**Problem A**
Decide whether each statement agrees with the thread below, answering yes or no and quoting the deciding words: (i) third-party support is not expected to be a problem; (ii) given how new Uint8Array(new ArrayBuffer(5)) behaves, the writer expected the data to be copied; (iii) the best practice on the web is to accept only ArrayBuffer arguments.
**Problem B**
Repeat the part of the thread below between "var buf = new" and "OP... editing now.", inclusive.
**Problem C**
Shorten the paragraph of the thread below that begins "If we say that an ArrayBuffer", keeping its main facts.

**Source**
That is, update fs, http, streams, etc.
This is a proposal, but I would think with @trevnorris's work on making Buffer a subclass of Uint8Array, it seems likely to be not too hard...
On the web the best practice has emerged that when accepting arguments, allow any of ArrayBuffer or typed array or DataView, which is why I think more than just Buffer | ArrayBuffer would make sense.
What do people think? @trevnorris, am I understanding correctly that after your work lands this would not be very hard?
I'm guessing that this would be within the confines of core and not 3rd party addons (at least such addons would need to explicitly support ArrayBuffers also)?
@mscdex good question. I am not sure how third-party addons get access to the underlying void*. If they all go through a function, we should be able to modify that function to accept any of these...
@domenic if you pass new Buffer(new ArrayBuffer(5)) would you expect the data to be copied or pointed to by the new buffer instance?
Either way it can be done. This was actually on my list of things to implement, but I wanted to keep the initial PR small.
TBH it wouldn't be hard to support ArrayBuffer in most of the API. e.g.
var buf = new Buffer(16);
var ab = new ArrayBuffer(16);
buf.copy(ab);
Third party support shouldn't be a problem. The native Buffer API still hands back the void* that the ArrayBuffer points to. So anyone can operate on it as they usually have.
@trevnorris to clarify I wasn't just talking about the buffer API; I was talking about the whole io.js API surface area. FS, streams, etc. Not sure if that came across in the OP... editing now.
if you pass new Buffer(new ArrayBuffer(5)) would you expect the data to be copied or pointed to by the new buffer instance?
Given how new Uint8Array(new ArrayBuffer(5)) behaves I'd expected pointed to, but I am more used to typed arrays than I am to buffers to be honest...
This was actually on my list of things to implement, but I wanted to keep the initial PR small.
Yeah definitely, can leave this for a minor version probably.
A pointer is fine with me.
If we say that an ArrayBuffer is treated as binary data then this is feasible. Typed Arrays can be a little tricky because of user's expectations (e.g. is the "length" to be written the byte length or the index length). But it can definitely be investigated.
+1 for even talking ArrayBuffer / node.JS Buffer..
The native Buffer API still hands back the void* that the ArrayBuffer points to.
A pointer is fine with me.

**Given data**
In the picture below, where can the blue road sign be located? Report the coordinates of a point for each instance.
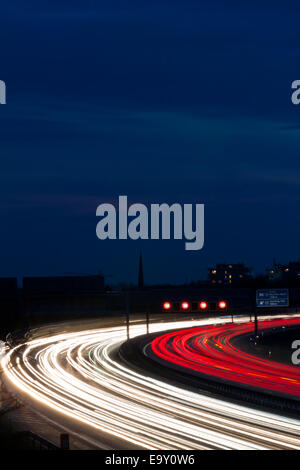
(272, 298)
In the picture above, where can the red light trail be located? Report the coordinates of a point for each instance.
(210, 350)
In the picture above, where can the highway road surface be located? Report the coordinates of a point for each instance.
(76, 378)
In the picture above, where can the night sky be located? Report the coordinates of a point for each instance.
(163, 101)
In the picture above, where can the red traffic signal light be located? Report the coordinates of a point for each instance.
(222, 304)
(166, 306)
(185, 306)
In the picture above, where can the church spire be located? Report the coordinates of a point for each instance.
(141, 273)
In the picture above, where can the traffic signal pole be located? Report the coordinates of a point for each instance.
(127, 314)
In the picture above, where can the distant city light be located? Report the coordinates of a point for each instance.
(222, 304)
(167, 306)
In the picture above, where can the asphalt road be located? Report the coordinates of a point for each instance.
(75, 380)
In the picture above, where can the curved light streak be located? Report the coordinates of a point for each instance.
(78, 376)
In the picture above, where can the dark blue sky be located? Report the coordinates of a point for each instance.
(165, 101)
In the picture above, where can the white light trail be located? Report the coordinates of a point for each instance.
(77, 375)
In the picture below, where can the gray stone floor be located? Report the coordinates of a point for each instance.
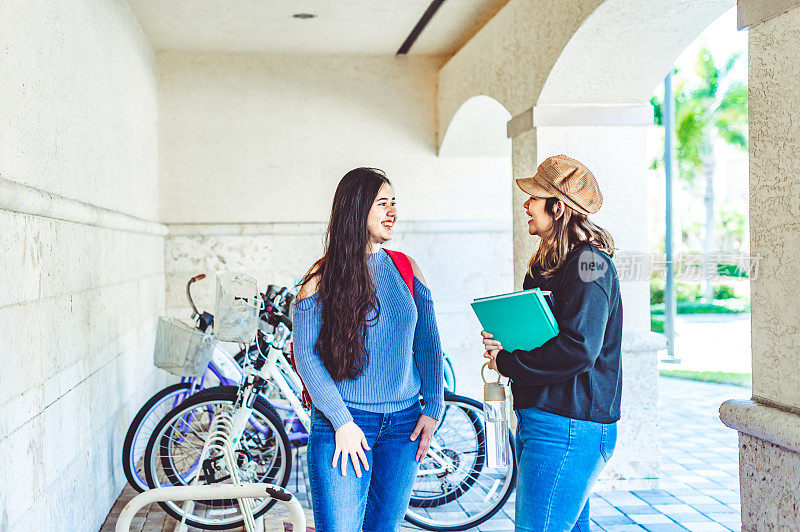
(699, 488)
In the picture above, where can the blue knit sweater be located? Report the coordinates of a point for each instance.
(405, 354)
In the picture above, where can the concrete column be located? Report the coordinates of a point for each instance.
(611, 141)
(769, 449)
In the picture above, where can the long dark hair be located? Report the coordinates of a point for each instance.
(571, 229)
(345, 288)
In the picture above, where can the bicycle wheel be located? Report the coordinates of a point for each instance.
(454, 489)
(173, 453)
(142, 427)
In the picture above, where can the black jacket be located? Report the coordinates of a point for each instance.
(577, 374)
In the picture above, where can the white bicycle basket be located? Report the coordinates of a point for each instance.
(181, 349)
(236, 307)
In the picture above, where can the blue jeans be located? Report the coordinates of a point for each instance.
(559, 459)
(378, 500)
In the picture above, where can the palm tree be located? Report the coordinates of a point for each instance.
(708, 107)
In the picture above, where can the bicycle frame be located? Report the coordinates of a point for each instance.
(277, 370)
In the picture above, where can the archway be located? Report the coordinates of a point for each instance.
(477, 136)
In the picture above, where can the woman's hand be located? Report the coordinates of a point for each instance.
(492, 348)
(489, 343)
(351, 443)
(426, 426)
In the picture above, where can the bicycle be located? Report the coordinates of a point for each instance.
(452, 470)
(178, 454)
(223, 368)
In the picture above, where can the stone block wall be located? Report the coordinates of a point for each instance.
(81, 264)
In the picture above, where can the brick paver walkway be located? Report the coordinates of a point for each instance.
(699, 488)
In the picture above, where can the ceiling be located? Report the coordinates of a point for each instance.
(365, 27)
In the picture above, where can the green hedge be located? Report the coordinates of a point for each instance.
(721, 377)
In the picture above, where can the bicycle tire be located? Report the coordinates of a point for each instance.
(470, 409)
(217, 395)
(140, 420)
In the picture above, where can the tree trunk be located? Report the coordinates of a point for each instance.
(709, 260)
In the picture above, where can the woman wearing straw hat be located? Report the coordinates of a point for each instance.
(566, 392)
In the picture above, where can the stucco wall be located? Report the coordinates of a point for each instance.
(252, 148)
(77, 301)
(775, 206)
(581, 60)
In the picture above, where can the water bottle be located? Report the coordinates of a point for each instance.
(495, 415)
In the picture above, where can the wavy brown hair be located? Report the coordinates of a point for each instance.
(570, 230)
(345, 287)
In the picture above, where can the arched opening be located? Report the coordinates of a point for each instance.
(475, 140)
(595, 106)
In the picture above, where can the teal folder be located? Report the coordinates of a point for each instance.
(520, 320)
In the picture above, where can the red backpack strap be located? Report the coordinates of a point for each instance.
(403, 264)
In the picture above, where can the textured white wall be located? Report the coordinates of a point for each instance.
(248, 138)
(252, 148)
(77, 302)
(769, 462)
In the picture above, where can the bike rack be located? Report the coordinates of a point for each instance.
(208, 492)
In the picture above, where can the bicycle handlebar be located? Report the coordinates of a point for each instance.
(189, 291)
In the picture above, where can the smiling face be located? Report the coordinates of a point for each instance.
(539, 222)
(382, 216)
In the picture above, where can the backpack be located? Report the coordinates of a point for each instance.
(403, 265)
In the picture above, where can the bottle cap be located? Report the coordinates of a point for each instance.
(492, 391)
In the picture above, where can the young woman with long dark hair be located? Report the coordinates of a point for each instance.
(366, 348)
(567, 392)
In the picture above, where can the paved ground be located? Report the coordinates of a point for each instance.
(699, 484)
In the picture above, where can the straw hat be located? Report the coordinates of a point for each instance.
(565, 178)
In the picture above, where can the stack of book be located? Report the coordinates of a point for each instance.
(520, 320)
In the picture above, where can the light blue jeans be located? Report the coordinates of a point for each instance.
(559, 459)
(378, 500)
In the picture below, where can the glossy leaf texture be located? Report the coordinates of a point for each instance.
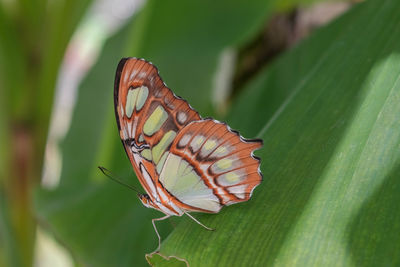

**Task output A**
(i) Yes: "Third party support shouldn't be a problem."
(ii) No: "I'd expected pointed to"
(iii) No: "allow any of ArrayBuffer or typed array or DataView"

**Task output B**
var buf = new Buffer(16);
var ab = new ArrayBuffer(16);
buf.copy(ab);
Third party support shouldn't be a problem. The native Buffer API still hands back the void* that the ArrayBuffer points to. So anyone can operate on it as they usually have.
@trevnorris to clarify I wasn't just talking about the buffer API; I was talking about the whole io.js API surface area. FS, streams, etc. Not sure if that came across in the OP... editing now.

**Task output C**
Treating an ArrayBuffer as binary data would make this feasible. Typed arrays are trickier because of what users may expect, such as whether the "length" to be written is the byte length or the index length, but this can be investigated.